→ **TASK TO COMPLETE**:
Return each line of the records below that contains the string "evenodd", matching case exactly.
-- START EXCERPTED DATA --
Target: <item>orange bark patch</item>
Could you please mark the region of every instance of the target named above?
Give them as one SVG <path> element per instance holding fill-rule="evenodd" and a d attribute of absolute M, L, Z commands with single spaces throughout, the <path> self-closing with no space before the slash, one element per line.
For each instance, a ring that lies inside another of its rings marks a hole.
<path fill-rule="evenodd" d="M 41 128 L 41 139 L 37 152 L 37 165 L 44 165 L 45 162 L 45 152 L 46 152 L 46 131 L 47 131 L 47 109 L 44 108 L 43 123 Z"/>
-- END EXCERPTED DATA --
-- START EXCERPTED DATA --
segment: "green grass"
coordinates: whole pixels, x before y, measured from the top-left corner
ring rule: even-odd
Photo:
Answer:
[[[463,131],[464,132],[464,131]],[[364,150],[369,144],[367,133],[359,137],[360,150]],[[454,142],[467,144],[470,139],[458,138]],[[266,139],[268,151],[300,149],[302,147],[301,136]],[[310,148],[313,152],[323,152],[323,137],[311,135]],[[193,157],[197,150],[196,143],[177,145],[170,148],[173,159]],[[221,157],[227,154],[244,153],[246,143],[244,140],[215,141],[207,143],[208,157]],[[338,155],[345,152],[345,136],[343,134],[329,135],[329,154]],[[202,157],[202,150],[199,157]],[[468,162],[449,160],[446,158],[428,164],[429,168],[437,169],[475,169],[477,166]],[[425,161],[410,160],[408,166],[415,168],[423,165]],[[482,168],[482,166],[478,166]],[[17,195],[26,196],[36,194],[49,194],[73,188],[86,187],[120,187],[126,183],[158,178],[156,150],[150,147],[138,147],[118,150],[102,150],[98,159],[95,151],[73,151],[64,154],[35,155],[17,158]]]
-- END EXCERPTED DATA --
→ **RESULT OF THE TASK**:
Give them as one SVG <path> element per instance holding fill-rule="evenodd" and a d attribute of absolute M, L, Z commands with single spaces throughout, the <path> self-closing with no space before the slash, one element per line.
<path fill-rule="evenodd" d="M 41 128 L 41 139 L 37 152 L 37 165 L 44 165 L 45 162 L 45 152 L 46 152 L 46 131 L 47 131 L 47 109 L 44 108 L 43 123 Z"/>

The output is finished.